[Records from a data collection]
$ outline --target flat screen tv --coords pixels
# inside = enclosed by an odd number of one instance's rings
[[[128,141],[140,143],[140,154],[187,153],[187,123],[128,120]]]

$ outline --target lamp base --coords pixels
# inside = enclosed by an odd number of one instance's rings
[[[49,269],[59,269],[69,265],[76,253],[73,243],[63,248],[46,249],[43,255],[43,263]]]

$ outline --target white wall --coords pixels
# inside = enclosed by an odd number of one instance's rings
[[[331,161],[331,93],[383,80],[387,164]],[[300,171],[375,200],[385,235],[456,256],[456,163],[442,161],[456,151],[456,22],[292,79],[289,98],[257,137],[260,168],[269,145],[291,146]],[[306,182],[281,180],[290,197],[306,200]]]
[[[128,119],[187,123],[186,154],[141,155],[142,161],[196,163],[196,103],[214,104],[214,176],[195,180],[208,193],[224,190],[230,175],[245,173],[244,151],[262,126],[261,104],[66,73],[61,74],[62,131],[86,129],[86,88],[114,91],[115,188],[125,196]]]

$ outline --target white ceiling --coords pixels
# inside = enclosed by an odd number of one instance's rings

DIRECTIONS
Lay out all the lines of the entries above as one numbered list, omitting the blank lines.

WORKED SOLUTION
1. $ outline --target flat screen tv --coords pixels
2. # inside = enclosed by an odd number of one instance's rings
3. [[[128,141],[140,143],[140,154],[187,153],[187,123],[128,120]]]
4. $ outline --target lamp base --coords pixels
5. # inside = enclosed by an odd number of one instance's rings
6. [[[49,269],[59,269],[69,265],[76,253],[73,243],[63,248],[46,249],[43,255],[43,263]]]
7. $ outline --target white wall --coords pixels
8. # inside = enclosed by an odd number of one instance's rings
9. [[[331,161],[331,93],[383,80],[387,164]],[[300,171],[375,200],[385,235],[456,256],[456,163],[442,161],[456,151],[456,22],[292,79],[289,98],[257,137],[260,168],[269,145],[291,146]],[[306,182],[281,180],[290,197],[306,200]]]
10. [[[128,119],[187,123],[186,154],[141,155],[142,161],[196,163],[196,103],[214,104],[214,176],[195,180],[208,193],[224,190],[230,175],[245,173],[244,151],[262,126],[261,104],[66,73],[61,74],[62,131],[86,129],[86,88],[114,91],[115,188],[125,196]]]
11. $ outline --target white ceiling --coords pixels
12. # inside = enclosed by an odd number of one instance's rings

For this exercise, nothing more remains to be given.